- Page extract:
□ □ □ □ □
In 2006, the government signed a peace agreement with secessionists in the oil-rich northern exclave of Cabinda, hoping to end a conflict that had continued intermittently since 1975. While between 80 and 90 percent of the rebel fighters have reportedly joined the army or demobilized, some violence has continued. The military continues to arrest Cabindans for alleged state security crimes. Most of these detainees are allegedly denied basic due process rights and subjected to inhumane treatment.
China has invested heavily in Angola in recent years, but there are signs that the large Chinese presence has bred resentment and opportunistic criminality. The British Broadcasting Corporation (BBC) reported in 2009 that Chinese workers in Luanda were being targeted in a wave of violent robberies. In November 2010, a FLEC faction attacked a convoy of Chinese oil workers in Cabinda.
Minefields from the civil war continue to restrict freedom of movement, as does the country’s rigid system of entry and exit visas. Tension involving refugees along the Angolan-Congolese border led to a series of tit-for-tat expulsions in 2009, affecting about 39,000 Angolans in the DRC and about 18,000 Congolese in Angola. In October 2010, about 200 DRC nationals were violently expelled from Angola; the victims were allegedly subjected to rape and torture, and three people were killed.
Since 2001, security forces have evicted thousands of people from informal settlements in and around Luanda without adequate notice, compensation, or resettlement provisions, ostensibly for development purposes. The 2010 constitution holds that all land belongs to the state, and that land rights can only be allocated to Angolan nationals or companies registered in Angola.
Women enjoy legal protections and occupy cabinet positions and National Assembly seats, but de facto discrimination and violence against women remain common, particularly in rural areas. Child labor is a major problem, and there have been reports of trafficking in women and children for prostitution or forced labor. A recent study by Angola’s National Children’s Institute and UNICEF found “a significant and growing” trend of abuse and abandonment of children who are accused of witchcraft after the death of a family member, usually from AIDS.
□ □ □ □ □
- Exercise objective:
In the passage on Angola, what year did the government sign a peace agreement with the secessionists in Cabinda? Rely only on the passage above for this.
□ □ □ □ □
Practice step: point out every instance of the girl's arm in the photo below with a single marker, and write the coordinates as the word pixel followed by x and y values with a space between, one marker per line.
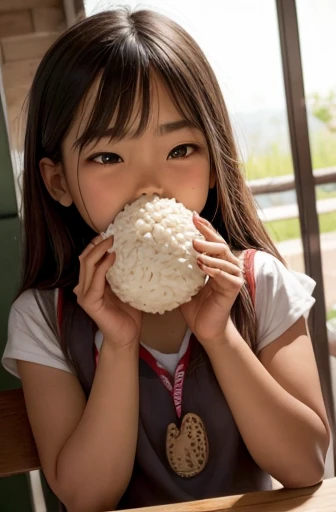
pixel 277 403
pixel 86 451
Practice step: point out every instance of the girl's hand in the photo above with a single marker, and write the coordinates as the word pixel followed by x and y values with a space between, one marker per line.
pixel 208 312
pixel 119 323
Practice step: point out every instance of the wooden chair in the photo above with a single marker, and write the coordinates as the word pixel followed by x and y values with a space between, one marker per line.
pixel 18 453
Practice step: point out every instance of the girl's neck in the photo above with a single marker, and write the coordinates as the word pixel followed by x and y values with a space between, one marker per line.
pixel 165 332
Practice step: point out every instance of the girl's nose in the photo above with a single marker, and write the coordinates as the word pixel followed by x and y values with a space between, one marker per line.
pixel 149 184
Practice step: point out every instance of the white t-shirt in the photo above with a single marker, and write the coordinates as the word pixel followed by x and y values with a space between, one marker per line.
pixel 282 297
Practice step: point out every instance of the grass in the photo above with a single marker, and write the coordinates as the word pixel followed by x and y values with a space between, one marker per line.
pixel 281 230
pixel 275 162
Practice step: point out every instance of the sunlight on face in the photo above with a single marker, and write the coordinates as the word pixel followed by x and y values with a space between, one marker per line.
pixel 169 159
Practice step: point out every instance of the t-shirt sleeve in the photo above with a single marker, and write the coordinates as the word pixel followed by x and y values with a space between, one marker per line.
pixel 30 338
pixel 282 297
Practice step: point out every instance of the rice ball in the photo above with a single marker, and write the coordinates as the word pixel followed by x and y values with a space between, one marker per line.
pixel 156 265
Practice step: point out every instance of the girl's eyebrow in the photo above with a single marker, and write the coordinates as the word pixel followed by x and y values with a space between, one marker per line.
pixel 163 129
pixel 174 126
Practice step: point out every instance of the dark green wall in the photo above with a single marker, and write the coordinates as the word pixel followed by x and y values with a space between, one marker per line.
pixel 14 492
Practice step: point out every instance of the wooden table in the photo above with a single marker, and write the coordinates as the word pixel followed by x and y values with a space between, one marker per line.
pixel 320 498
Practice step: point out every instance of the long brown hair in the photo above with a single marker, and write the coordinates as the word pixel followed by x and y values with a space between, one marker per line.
pixel 123 49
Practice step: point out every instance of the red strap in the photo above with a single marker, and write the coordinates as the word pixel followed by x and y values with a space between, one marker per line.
pixel 249 271
pixel 175 387
pixel 60 303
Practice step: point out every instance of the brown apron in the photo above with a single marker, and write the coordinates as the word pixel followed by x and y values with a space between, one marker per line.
pixel 230 468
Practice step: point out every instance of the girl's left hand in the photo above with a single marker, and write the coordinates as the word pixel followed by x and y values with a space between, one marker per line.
pixel 208 312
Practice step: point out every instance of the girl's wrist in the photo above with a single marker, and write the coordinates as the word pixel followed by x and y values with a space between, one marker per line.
pixel 230 337
pixel 114 348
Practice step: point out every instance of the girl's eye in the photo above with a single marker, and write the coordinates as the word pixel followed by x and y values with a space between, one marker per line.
pixel 107 159
pixel 183 151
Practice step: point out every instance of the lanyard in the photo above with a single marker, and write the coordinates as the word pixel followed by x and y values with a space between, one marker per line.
pixel 175 387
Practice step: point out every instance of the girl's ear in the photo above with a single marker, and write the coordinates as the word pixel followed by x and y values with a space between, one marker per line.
pixel 212 181
pixel 55 182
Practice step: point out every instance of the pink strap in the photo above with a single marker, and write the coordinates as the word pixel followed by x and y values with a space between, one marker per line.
pixel 249 271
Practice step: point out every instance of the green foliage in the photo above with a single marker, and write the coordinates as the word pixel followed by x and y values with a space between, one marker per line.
pixel 281 230
pixel 275 162
pixel 324 109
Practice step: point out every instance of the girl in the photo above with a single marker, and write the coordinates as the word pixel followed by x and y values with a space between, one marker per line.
pixel 126 104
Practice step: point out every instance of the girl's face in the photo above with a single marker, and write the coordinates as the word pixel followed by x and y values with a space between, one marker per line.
pixel 170 159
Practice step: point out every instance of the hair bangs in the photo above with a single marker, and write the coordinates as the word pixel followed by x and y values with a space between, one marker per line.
pixel 122 103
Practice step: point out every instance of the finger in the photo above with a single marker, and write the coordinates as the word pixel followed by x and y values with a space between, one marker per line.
pixel 224 265
pixel 216 249
pixel 222 278
pixel 87 250
pixel 89 260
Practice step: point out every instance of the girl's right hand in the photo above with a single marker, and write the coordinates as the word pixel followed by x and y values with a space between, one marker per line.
pixel 119 323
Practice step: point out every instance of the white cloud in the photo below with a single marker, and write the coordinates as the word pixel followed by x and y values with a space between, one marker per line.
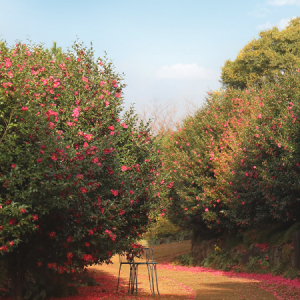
pixel 265 26
pixel 260 12
pixel 284 2
pixel 186 71
pixel 268 25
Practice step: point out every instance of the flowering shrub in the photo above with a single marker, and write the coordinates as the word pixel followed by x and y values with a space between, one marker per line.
pixel 235 163
pixel 74 175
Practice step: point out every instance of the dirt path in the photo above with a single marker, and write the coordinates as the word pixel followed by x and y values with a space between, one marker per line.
pixel 185 283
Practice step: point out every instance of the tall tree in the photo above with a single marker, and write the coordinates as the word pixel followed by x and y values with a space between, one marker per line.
pixel 261 60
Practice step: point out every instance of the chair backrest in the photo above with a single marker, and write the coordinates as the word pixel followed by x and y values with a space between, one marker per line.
pixel 149 253
pixel 129 257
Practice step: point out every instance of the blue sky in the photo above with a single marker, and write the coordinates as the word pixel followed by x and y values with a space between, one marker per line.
pixel 169 50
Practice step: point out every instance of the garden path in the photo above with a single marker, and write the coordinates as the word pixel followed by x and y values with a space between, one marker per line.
pixel 177 282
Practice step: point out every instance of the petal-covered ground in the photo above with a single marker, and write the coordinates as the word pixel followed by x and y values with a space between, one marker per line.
pixel 178 282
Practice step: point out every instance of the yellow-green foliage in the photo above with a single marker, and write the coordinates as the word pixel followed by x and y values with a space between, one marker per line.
pixel 275 52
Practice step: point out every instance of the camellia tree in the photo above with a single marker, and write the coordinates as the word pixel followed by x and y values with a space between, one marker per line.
pixel 276 52
pixel 74 173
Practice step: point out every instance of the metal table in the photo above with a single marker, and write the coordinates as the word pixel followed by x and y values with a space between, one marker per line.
pixel 147 260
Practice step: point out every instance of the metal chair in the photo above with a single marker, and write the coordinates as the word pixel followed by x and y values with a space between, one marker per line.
pixel 129 259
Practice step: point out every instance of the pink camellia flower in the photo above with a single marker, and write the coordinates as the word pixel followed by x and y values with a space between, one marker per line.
pixel 52 234
pixel 12 221
pixel 7 84
pixel 8 64
pixel 76 112
pixel 95 159
pixel 56 84
pixel 83 190
pixel 88 137
pixel 51 125
pixel 114 192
□ □ □ □ □
- Correct response:
2006